• **Detalhes do exercício**: Pode copiar na íntegra, sem alterar nada, o texto sobre os desaparecidos na Síria e o fim do regime de Assad?

• **Excerto do texto**:
Agnès Callamard apontou que, “para as famílias das dezenas de milhares de pessoas desaparecidas à força na Síria, a libertação de detidos das muitas prisões do país, incluindo a prisão militar de Saydnaya, abre a perspetiva de poderem finalmente descobrir o destino dos seus entes queridos desaparecidos, nalguns casos décadas mais tarde. Tanto quanto possível, dadas as circunstâncias, devem ser feitas tentativas para recolher e preservar provas de quaisquer crimes cometidos, passados ou presentes, para garantir a responsabilização. É vital que os registos prisionais e outra documentação sejam preservados, uma vez que essa informação pode fornecer provas fundamentais sobre o destino dos desaparecidos e ser utilizada em futuros processos e julgamentos por crimes ao abrigo do direito internacional”.
Por fim, a secretária-geral da AI deixou um apelo: “Exortamos a comunidade internacional a centrar as vozes sírias nesta transição. A comunidade internacional deve apoiar as vítimas das atrocidades cometidas pelo governo de Assad para garantir a justiça e a reparação dos crimes cometidos na Síria ao abrigo do direito internacional. Isto inclui o lançamento de processos de jurisdição universal contra suspeitos de crimes e o apoio ao Mecanismo Internacional, Imparcial e Independente para a Síria (IIIM, na sigla inglesa), bem como à instituição das Nações Unidas para as Pessoas Desaparecidas, recentemente criada para esclarecer o destino dos desaparecidos”.
Contexto
Numa declaração transmitida em direto pela televisão nacional síria no domingo, as forças da oposição afirmaram ter posto fim ao regime do Presidente sírio Bashar al-Assad e libertado os presos políticos. Assad terá abandonado o país.

• **Excertos dos registos**:
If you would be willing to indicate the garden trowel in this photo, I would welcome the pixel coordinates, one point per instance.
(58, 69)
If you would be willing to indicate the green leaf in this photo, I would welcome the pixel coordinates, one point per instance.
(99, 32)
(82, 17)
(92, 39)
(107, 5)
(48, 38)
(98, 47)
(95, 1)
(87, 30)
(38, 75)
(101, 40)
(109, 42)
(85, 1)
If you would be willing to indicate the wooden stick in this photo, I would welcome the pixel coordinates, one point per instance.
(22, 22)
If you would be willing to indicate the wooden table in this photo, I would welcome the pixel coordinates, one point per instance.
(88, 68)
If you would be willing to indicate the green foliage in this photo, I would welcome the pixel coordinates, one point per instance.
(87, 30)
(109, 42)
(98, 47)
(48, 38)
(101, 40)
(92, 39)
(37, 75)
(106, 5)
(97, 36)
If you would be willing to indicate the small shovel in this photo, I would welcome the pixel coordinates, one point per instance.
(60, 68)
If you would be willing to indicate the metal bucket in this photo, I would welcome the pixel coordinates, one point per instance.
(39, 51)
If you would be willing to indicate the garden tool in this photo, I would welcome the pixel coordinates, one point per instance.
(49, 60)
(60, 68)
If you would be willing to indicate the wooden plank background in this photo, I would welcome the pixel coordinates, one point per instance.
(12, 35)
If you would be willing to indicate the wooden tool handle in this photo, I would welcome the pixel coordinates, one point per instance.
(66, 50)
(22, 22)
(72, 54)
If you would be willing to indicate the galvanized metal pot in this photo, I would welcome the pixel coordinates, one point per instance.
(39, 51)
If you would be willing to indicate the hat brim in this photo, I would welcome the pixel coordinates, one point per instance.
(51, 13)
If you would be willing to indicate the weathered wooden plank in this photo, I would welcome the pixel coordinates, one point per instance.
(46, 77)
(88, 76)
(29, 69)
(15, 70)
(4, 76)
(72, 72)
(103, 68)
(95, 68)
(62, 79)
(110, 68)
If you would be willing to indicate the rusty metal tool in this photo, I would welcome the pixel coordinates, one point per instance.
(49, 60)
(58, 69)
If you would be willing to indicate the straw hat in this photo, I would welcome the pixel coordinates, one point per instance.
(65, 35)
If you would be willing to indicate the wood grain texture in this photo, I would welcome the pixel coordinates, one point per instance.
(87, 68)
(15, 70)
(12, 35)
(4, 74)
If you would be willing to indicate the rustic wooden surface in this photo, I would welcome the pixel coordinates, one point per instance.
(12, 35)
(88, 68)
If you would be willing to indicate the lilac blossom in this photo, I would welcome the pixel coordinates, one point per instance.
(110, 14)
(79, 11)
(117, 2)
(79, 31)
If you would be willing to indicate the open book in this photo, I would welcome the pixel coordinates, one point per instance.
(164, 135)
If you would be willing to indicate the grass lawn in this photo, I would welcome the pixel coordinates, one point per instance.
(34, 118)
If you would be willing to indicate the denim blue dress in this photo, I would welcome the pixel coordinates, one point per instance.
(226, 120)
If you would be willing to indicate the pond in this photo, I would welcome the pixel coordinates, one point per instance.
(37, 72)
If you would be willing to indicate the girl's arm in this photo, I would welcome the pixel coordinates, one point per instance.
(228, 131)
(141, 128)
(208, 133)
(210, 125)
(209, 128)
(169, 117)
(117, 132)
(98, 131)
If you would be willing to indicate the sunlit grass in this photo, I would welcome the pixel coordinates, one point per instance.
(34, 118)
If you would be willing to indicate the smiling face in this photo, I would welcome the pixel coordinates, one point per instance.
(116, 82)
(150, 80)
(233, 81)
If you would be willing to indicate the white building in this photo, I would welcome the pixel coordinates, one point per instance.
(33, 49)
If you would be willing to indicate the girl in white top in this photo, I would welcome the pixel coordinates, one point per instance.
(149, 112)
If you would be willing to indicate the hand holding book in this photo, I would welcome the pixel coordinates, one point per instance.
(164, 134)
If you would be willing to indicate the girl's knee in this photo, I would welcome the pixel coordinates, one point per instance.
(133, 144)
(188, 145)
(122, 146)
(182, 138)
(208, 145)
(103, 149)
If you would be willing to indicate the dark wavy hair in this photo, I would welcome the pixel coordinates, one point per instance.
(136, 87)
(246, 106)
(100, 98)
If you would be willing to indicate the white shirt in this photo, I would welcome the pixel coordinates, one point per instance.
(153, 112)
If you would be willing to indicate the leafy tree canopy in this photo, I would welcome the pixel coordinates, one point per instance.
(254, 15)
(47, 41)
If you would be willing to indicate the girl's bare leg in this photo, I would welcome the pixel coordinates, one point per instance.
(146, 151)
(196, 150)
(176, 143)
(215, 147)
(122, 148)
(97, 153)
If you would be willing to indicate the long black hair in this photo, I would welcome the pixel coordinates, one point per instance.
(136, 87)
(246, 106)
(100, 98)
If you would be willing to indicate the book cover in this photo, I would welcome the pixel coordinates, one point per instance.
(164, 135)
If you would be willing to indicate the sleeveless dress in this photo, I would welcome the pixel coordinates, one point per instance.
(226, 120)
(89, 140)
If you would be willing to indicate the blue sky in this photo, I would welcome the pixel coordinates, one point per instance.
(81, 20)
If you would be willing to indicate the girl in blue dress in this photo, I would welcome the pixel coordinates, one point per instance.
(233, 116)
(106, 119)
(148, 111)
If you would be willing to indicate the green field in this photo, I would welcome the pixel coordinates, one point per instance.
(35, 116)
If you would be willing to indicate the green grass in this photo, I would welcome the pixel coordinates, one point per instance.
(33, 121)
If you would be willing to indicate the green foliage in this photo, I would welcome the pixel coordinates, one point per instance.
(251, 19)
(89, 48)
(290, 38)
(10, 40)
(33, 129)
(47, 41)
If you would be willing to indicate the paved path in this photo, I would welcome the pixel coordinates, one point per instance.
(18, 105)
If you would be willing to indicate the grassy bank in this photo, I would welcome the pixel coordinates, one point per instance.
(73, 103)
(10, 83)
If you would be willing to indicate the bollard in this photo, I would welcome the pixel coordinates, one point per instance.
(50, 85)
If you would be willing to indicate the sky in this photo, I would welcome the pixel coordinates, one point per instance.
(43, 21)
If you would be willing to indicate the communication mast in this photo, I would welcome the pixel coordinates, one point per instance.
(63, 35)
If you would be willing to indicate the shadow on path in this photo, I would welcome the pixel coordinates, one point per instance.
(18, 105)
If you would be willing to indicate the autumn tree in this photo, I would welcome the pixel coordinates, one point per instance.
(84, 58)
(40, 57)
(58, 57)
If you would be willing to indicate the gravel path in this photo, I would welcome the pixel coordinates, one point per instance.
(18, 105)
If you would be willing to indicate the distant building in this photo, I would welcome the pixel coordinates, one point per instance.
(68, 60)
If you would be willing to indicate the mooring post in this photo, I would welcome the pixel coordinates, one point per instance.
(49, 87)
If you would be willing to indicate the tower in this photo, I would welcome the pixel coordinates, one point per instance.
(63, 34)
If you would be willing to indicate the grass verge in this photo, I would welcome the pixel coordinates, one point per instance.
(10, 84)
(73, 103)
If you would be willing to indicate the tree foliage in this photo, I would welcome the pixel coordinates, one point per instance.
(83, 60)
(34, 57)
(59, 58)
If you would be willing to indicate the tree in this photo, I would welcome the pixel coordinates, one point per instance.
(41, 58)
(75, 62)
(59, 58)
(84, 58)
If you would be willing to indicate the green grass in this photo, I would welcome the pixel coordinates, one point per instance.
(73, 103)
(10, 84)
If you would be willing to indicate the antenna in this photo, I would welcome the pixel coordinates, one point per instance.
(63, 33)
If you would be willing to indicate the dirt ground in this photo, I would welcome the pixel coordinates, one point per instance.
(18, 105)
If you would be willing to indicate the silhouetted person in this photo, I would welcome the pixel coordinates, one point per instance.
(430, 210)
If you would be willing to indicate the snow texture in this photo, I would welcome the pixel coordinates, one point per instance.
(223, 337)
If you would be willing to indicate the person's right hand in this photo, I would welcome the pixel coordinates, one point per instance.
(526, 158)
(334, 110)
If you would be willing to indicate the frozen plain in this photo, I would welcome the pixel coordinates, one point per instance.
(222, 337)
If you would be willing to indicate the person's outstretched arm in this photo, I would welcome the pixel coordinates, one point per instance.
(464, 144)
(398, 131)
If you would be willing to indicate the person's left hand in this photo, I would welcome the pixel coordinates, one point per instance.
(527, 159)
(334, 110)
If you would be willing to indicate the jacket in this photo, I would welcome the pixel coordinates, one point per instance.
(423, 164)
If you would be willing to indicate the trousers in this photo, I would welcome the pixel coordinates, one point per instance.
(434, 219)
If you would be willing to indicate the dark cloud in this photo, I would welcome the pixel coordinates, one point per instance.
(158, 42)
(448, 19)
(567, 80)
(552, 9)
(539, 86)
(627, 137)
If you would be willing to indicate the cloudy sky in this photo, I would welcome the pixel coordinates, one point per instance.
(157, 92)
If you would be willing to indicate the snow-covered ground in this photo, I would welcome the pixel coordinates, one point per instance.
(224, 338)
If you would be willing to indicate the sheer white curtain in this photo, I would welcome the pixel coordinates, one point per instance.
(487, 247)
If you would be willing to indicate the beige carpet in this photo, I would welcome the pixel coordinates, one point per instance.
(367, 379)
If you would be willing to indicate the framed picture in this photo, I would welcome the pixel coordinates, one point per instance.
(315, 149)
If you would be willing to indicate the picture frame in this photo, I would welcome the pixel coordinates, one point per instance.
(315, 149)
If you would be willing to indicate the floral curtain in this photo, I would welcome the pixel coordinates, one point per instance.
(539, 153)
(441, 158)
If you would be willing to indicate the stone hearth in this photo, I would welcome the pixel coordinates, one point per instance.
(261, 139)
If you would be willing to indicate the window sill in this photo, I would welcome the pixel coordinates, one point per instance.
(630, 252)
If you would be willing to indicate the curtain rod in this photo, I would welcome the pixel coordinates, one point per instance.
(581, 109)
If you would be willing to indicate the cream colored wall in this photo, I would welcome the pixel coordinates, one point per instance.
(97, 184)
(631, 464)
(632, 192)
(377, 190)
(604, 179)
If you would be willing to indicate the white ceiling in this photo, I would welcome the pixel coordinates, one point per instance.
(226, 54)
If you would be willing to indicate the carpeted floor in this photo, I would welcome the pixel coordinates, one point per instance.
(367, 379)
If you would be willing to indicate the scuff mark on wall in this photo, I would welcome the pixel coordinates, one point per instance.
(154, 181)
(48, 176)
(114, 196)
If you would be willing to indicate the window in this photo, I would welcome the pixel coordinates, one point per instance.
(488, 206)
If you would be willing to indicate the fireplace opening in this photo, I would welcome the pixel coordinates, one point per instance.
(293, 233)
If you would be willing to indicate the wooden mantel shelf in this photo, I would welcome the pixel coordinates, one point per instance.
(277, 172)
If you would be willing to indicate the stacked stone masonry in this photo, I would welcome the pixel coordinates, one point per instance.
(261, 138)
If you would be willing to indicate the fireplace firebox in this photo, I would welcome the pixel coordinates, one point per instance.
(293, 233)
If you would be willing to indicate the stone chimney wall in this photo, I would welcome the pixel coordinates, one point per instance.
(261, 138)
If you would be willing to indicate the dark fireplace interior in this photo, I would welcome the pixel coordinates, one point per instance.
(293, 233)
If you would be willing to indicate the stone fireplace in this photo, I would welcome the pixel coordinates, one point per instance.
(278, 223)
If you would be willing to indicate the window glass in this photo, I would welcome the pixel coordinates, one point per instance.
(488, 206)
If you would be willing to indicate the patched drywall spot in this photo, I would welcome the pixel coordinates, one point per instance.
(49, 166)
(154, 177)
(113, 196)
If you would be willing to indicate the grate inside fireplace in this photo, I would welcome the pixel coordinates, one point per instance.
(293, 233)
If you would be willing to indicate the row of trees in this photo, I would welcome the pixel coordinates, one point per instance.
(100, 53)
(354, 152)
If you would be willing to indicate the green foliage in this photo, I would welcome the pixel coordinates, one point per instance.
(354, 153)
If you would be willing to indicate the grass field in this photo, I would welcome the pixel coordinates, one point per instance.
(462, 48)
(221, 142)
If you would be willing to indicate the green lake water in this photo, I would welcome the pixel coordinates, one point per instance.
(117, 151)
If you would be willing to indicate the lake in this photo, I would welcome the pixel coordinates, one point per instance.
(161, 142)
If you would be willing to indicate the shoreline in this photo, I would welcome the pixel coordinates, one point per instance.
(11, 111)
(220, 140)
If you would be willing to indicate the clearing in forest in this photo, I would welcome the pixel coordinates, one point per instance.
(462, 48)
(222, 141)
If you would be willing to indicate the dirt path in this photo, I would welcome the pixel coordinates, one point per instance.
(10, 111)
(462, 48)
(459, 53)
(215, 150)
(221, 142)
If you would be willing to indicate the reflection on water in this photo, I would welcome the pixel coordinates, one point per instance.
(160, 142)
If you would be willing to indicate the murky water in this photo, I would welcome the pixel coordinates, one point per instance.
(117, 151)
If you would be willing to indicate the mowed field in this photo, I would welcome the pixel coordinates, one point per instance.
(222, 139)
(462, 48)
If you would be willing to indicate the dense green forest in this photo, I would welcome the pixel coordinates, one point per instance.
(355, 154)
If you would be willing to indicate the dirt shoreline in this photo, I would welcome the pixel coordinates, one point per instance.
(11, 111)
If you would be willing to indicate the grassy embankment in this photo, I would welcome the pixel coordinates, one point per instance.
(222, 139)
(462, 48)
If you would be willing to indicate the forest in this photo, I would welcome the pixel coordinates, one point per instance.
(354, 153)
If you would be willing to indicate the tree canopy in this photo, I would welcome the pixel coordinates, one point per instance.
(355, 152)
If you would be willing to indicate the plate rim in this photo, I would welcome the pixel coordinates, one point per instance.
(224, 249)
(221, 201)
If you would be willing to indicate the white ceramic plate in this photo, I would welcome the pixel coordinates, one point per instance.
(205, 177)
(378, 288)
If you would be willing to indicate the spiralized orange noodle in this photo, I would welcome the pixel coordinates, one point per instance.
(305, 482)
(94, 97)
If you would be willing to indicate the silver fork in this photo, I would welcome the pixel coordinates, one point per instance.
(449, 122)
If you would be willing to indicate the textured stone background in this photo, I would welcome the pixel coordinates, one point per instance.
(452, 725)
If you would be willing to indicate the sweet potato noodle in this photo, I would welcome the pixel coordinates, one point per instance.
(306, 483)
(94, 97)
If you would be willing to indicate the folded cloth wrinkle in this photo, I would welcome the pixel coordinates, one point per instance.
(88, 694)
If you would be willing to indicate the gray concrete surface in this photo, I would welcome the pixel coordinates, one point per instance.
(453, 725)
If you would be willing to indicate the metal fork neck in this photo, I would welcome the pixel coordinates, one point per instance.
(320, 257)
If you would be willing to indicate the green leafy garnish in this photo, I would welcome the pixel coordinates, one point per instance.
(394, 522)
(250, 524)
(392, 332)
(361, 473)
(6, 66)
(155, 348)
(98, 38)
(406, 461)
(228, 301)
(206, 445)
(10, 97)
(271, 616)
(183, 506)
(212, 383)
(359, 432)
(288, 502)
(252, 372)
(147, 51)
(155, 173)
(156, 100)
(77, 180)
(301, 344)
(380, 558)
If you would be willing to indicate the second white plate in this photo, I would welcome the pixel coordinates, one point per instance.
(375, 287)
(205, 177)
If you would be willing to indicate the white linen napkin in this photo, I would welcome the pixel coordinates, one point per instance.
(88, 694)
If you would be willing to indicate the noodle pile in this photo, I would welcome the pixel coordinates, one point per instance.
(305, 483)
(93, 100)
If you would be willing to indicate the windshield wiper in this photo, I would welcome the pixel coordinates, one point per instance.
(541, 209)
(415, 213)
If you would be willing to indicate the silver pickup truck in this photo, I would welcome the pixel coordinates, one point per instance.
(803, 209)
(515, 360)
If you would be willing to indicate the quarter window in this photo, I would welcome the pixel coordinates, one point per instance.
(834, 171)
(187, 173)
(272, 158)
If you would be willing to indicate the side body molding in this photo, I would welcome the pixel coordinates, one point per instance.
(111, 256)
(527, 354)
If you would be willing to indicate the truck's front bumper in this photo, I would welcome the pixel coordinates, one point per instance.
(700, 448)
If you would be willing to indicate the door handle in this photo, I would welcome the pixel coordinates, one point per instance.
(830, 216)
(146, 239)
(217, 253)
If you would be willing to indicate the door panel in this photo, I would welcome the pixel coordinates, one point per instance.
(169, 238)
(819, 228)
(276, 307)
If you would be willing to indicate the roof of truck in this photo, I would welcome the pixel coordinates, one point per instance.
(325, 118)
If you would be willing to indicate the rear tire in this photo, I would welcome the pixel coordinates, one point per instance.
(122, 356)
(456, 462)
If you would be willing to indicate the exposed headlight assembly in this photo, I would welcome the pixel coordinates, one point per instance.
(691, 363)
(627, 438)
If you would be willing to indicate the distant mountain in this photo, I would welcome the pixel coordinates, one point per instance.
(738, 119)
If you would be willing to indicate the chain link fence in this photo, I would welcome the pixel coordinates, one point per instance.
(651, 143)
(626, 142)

• **Resposta escrita**:
Agnès Callamard apontou que, “para as famílias das dezenas de milhares de pessoas desaparecidas à força na Síria, a libertação de detidos das muitas prisões do país, incluindo a prisão militar de Saydnaya, abre a perspetiva de poderem finalmente descobrir o destino dos seus entes queridos desaparecidos, nalguns casos décadas mais tarde. Tanto quanto possível, dadas as circunstâncias, devem ser feitas tentativas para recolher e preservar provas de quaisquer crimes cometidos, passados ou presentes, para garantir a responsabilização. É vital que os registos prisionais e outra documentação sejam preservados, uma vez que essa informação pode fornecer provas fundamentais sobre o destino dos desaparecidos e ser utilizada em futuros processos e julgamentos por crimes ao abrigo do direito internacional”.
Por fim, a secretária-geral da AI deixou um apelo: “Exortamos a comunidade internacional a centrar as vozes sírias nesta transição. A comunidade internacional deve apoiar as vítimas das atrocidades cometidas pelo governo de Assad para garantir a justiça e a reparação dos crimes cometidos na Síria ao abrigo do direito internacional. Isto inclui o lançamento de processos de jurisdição universal contra suspeitos de crimes e o apoio ao Mecanismo Internacional, Imparcial e Independente para a Síria (IIIM, na sigla inglesa), bem como à instituição das Nações Unidas para as Pessoas Desaparecidas, recentemente criada para esclarecer o destino dos desaparecidos”.
Contexto
Numa declaração transmitida em direto pela televisão nacional síria no domingo, as forças da oposição afirmaram ter posto fim ao regime do Presidente sírio Bashar al-Assad e libertado os presos políticos. Assad terá abandonado o país.